• [GOAL 1] In the passage on creativity, what share of American workers were doing creative work in 1900?
• [GOAL 2] Decide whether each statement agrees with the passage on creativity, and answer yes or no, quoting the words of the passage that decide it: (a) Richard Florida is described as an urbanologist. (b) By 1980 the Creative Class made up over one third of the workforce. (c) The growth of the Creative Class is slowing down.
• [GOAL 3] Pick up the passage on creativity after its last sentence and keep writing it.

• [DOCUMENT EXTRACT]
· · · · ·

Those are why you are in the world.”  — from Crossing Unmarked Snow

 

The gift that I most want to share with the world is my ability to “throw a better party” — to find creative ways to playfully increase the amount of love in the world. Creating egalitarian social spaces where diverse communities of people can actively participate in the fun-filled, playful creation of beauty and collective joy just feels like the right thing for me to be doing with my life.   I’d like to think that my efforts might contribute to an increase in loving kindness. I’m convinced that people will be attracted to this real possibility, and perhaps change their minds (and their way of living) and open their hearts. Time to send out those party invitations…!

One final important point: Creativity turns out to be directly related to economic growth. Some theorists believe that creativity is THE dominant force in today’s economy and society. In his best selling book “The Rise of the Creative Class… and How it’s Transforming Work, Leisure, Community, & Everyday Life,” urbanologist Richard Florida points out that the number of people doing creative work has dramatically increased over the past century (Note: the Creative Class includes people who principally do creative work for a living — e.g. scientists, engineers, artists, musicians, designers, knowledge professionals, etc). In 1900, fewer than 10 percent of American workers were doing creative work. By 1980, the figure was still less than 20 percent. But by the turn of the new century, the Creative Class included over one third of the workforce. And its growth is still accelerating.

· · · · ·

• [STORED ROWS]
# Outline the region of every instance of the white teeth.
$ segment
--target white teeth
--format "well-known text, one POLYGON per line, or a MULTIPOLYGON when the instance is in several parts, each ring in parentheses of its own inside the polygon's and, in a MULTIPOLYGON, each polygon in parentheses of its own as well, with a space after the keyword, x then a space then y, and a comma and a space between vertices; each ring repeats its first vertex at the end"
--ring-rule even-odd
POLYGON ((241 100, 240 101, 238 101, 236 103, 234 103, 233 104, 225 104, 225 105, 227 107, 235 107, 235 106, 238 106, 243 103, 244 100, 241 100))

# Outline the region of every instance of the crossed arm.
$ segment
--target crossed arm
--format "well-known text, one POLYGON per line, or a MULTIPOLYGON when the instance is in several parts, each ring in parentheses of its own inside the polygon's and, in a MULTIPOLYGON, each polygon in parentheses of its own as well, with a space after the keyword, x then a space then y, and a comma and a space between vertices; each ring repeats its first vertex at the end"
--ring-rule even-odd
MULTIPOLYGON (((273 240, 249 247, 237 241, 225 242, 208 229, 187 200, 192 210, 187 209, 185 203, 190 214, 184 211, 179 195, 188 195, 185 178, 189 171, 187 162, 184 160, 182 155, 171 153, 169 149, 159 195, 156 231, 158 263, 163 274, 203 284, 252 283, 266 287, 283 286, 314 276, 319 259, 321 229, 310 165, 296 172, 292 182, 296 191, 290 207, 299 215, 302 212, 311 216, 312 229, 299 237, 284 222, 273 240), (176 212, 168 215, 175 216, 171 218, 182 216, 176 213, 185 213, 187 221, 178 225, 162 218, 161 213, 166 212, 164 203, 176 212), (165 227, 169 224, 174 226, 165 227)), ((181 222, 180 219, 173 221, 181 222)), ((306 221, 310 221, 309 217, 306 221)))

· · · · ·

• [REPLY 1] Fewer than 10 percent.

• [REPLY 2]
(a) Yes: "urbanologist Richard Florida"
(b) No: "By 1980, the figure was still less than 20 percent."
(c) No: "And its growth is still accelerating."

• [REPLY 3]
Florida says “The wealth generated by the creative sector is astounding: It accounts for nearly half of all wage and salary income in the U.S., $1.7 trillion dollars, as much as the manufacturing and service sectors combined.” Think, for example, of all the young high tech billionaires whose wealth has been generated by innovative software and computer designs. Yet we’ve barely begun to tap into our creative potential as a species, and human creativity is virtually a limitless resource.

Without going into the details of his argument, Florida’s research shows that cities where the Creative Class are drawn to live and work contain the “3Ts” needed for a modern growth economy: Technology (measured by innovation and high-tech industry concentration), Talent (measured by the numbers of creative people), and Tolerance (because places that are open and tolerant have an edge in attracting different kinds of people and generating new ideas). When you look at the list of cities that are at the top of his Creativity Index (based on the 3Ts), you find San Francisco, Seattle, Austin, Portland, Boston, Denver, Minneapolis… cities which are gay, immigrant and bohemian friendly. “The creative process flourishes in places that provide the broad ecosystem which nurtures and supports creativity and channels it into innovation, new firm formation and ultimately economic growth and rising living standards.” It’s where the better parties are… all over the world!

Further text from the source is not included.